When officers showed up to the Hardware Brewing Co. while McGeachin was in attendance, police asked the owners whether they understood the order. Other than that, Idaho State Police detective Jake Schwecke said there wasn’t much more to be done.

“The lieutenant governor’s here. What are you going to do?” Schwecke told the Moscow-Pullman Daily News.

Health officials

Confirmed and probable cases of the novel coronavirus in Idaho reached 2,260 people and 70 deaths as of Monday afternoon according to the Idaho Division of Public Health.

Between April 15-30 there were 241 “COVID-19-like illness patient visits to Emergency Departments” across Idaho according to the Idaho Division of Public Health, an average of 15 per day. The average cases between April 24 through May 8 was 10.5.

During the same period there were 477 cases of the novel coronavirus confirmed or suspected by the Idaho Division of Public Health, averaging 29.8 per day. From April 23 through May 9 there were an average of 24.5 cases.

EXERCISE AIM —
Answer these questions from the Idaho news excerpt:
1. Which newspaper did Jake Schwecke speak to?
2. How many deaths had Idaho reached as of Monday afternoon?
3. How many "COVID-19-like illness patient visits to Emergency Departments" were there across Idaho between April 15-30?
The material after this text is separate from it.

PROVIDED MATERIAL —

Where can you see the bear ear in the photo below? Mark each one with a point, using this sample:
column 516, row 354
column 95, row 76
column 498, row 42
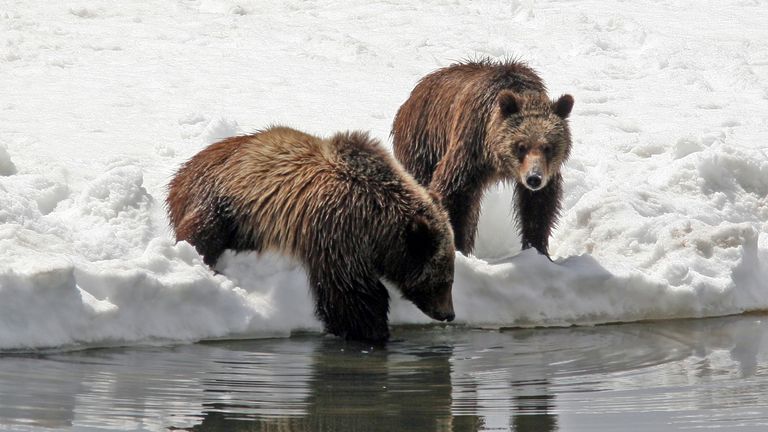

SOLUTION TO THIS PROBLEM —
1. The Moscow-Pullman Daily News
2. 70
3. 241